> WHAT TO DO
From the line containing "output [[349, 50]]." through the last line of the data, return those lines exactly as written and nothing more.

(Recorded data)
=-=-=-=-=

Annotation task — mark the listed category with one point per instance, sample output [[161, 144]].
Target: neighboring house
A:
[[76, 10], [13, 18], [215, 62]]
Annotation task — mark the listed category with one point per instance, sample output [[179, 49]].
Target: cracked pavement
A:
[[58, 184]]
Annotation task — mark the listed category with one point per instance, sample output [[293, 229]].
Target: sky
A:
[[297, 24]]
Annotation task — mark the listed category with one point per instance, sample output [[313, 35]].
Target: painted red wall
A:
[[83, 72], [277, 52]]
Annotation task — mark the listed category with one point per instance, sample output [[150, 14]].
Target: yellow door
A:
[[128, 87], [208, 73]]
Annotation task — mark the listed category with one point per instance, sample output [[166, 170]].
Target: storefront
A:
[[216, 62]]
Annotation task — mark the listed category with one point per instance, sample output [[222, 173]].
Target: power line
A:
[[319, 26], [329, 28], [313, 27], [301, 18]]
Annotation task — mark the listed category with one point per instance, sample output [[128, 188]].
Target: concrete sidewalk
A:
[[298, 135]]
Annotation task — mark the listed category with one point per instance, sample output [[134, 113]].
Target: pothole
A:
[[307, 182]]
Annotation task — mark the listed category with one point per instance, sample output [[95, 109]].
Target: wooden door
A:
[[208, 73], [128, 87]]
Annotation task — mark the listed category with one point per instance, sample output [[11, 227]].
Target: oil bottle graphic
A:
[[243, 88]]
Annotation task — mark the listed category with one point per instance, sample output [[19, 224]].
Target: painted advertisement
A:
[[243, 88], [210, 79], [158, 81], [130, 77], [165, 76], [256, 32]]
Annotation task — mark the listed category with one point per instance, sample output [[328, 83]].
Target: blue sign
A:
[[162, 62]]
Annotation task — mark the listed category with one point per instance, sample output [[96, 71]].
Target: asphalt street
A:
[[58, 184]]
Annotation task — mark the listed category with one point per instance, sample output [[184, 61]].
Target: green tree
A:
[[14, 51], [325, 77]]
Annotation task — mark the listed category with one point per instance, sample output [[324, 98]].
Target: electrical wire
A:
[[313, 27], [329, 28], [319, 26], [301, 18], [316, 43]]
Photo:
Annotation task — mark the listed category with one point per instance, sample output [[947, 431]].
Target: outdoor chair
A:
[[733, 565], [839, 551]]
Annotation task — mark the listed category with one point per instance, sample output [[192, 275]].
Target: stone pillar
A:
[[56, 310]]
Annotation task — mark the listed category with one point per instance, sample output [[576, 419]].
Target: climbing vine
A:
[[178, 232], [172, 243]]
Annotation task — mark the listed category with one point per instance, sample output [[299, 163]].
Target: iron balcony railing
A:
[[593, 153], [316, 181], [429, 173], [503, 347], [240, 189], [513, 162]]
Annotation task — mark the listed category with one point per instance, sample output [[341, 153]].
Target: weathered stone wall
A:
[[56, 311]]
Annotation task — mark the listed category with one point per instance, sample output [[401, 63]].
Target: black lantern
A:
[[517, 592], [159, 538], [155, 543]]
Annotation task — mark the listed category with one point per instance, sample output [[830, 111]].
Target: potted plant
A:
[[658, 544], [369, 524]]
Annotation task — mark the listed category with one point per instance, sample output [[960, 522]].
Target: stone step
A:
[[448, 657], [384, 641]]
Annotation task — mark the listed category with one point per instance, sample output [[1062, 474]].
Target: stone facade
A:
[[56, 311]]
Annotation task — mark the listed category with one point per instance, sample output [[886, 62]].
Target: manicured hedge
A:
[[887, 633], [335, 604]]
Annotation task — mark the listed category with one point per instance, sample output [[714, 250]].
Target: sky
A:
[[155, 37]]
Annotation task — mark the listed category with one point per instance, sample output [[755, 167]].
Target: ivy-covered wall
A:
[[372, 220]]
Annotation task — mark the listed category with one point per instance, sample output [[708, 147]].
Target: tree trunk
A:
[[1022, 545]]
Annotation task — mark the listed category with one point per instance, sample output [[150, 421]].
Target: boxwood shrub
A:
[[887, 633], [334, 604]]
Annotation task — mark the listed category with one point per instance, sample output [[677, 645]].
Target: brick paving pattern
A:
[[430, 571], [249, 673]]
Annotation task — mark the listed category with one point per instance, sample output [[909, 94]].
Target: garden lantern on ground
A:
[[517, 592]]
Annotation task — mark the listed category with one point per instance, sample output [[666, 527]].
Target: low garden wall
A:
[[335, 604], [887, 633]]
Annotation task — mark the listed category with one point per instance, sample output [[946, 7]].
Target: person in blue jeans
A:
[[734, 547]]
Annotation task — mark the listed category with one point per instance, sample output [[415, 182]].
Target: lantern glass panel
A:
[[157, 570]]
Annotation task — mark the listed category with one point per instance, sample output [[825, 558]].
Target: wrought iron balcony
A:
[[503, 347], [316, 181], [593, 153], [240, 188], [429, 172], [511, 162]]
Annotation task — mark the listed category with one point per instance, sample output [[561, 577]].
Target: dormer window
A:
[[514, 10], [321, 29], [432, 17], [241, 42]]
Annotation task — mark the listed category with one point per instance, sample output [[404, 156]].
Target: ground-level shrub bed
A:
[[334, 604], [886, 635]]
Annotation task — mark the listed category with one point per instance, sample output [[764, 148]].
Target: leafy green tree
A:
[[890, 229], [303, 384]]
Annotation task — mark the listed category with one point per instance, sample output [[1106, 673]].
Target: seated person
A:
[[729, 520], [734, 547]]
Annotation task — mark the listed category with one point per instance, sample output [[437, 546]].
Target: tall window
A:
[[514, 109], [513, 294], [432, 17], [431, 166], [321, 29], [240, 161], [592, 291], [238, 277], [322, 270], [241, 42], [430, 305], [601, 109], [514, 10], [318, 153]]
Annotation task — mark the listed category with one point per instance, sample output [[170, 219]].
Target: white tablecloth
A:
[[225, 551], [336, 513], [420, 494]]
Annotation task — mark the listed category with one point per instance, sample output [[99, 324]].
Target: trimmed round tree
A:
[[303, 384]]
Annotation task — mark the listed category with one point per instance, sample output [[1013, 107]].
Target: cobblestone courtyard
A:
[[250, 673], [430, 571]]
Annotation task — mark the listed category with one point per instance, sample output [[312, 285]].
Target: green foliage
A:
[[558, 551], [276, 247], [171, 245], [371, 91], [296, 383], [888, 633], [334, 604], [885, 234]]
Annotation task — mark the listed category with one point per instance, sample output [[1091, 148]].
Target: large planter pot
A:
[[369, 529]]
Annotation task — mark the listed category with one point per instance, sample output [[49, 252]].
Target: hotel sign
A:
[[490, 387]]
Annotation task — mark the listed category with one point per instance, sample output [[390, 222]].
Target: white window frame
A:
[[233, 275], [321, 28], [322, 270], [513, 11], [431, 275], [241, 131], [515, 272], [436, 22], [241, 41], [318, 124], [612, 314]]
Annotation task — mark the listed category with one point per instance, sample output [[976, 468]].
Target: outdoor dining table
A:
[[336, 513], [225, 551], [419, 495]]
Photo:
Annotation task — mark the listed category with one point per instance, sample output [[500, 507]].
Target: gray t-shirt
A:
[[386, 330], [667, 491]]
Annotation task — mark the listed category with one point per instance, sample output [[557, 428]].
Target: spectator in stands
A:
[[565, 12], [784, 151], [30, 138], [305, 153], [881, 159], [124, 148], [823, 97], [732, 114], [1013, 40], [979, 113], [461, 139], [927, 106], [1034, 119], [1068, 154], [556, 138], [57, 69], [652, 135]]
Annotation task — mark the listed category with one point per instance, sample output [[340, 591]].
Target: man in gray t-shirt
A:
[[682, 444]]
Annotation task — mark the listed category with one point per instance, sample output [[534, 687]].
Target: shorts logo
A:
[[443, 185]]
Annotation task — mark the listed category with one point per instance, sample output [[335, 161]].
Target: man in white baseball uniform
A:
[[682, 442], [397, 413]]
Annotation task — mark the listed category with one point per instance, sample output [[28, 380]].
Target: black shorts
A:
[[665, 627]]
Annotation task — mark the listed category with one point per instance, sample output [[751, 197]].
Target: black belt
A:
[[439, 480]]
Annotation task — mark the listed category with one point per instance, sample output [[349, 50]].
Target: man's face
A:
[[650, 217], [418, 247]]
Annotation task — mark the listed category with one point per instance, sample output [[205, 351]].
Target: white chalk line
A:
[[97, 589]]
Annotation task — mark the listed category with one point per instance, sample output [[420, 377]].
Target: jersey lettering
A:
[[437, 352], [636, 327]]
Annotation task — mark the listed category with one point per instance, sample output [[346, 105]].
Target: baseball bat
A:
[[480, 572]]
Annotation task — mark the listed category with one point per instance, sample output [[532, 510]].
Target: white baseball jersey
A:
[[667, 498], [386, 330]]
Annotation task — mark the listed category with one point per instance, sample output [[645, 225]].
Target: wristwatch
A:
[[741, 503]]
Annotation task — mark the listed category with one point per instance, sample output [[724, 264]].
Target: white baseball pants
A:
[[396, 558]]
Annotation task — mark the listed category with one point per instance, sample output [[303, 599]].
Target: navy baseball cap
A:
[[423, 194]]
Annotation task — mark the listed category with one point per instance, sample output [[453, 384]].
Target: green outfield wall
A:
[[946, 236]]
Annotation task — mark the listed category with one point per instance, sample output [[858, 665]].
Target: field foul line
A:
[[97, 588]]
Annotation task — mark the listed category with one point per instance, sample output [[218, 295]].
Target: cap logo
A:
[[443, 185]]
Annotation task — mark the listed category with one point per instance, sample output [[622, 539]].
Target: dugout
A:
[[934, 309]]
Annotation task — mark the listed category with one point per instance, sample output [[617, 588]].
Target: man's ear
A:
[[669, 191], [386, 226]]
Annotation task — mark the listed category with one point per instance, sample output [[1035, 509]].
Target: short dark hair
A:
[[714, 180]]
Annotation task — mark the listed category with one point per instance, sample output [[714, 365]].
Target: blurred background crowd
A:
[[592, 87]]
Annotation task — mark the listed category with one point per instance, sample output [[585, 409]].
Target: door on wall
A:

=-=-=-=-=

> TASK OUTPUT
Annotation task — mark the listed category with one point per instance, sample output [[349, 50]].
Target: man's face
A:
[[650, 217], [418, 247]]
Annotation task — mark the listed category with one point per instance, sample output [[205, 351]].
Target: white chalk line
A:
[[97, 589]]
Annotation task — mark the listed category with one point per instance, sample output [[420, 377]].
Target: jersey lettering
A:
[[437, 352], [636, 327]]
Annotation task — mark the listed category with one point per instance, sample output [[346, 105]].
Target: baseball bat
A:
[[480, 572]]
Annotation task — mark the listed category with one point per instance, sample output [[532, 510]].
Target: white baseball jersey
A:
[[667, 498], [386, 330]]
Annotation task — mark the listed category with one point per instance, sample output [[645, 225]].
Target: wristwatch
A:
[[741, 503]]
Annotation task — mark the listed category with one point per instance, sample output [[724, 264]].
Target: white baseball pants
A:
[[396, 558]]
Annotation task — mark the listed category with one point per instance, sample output [[303, 599]].
Target: navy baseball cap
A:
[[423, 194]]
Annotation task — mark the listed category with one point per instance, sample output [[453, 384]].
Target: green outfield wall
A:
[[946, 236]]
Annotation task — mark the listed category with one point per instance, sample output [[858, 665]].
Target: field foul line
A:
[[97, 588]]
Annotation task — mark the listed category with one point per instance, sample output [[218, 295]].
Target: cap logo
A:
[[443, 185]]
Annotation task — mark the listed category with one point per instance, sample output [[622, 539]].
Target: dugout
A:
[[934, 309]]
Annotation task — mark the listed category with one point per instance, sample output [[617, 588]].
Target: man's ear
A:
[[669, 191], [386, 226]]
Annotation task — mark the listed category with one point per instance, sample output [[1035, 509]].
Target: short dark hair
A:
[[714, 180]]
Annotation task — mark the listed category with one point per instance, sample output [[714, 365]].
Target: blurred background crowd
A:
[[592, 87]]
Annotation task — mark the listed category with one point per instance, sample output [[585, 409]].
Target: door on wall
A:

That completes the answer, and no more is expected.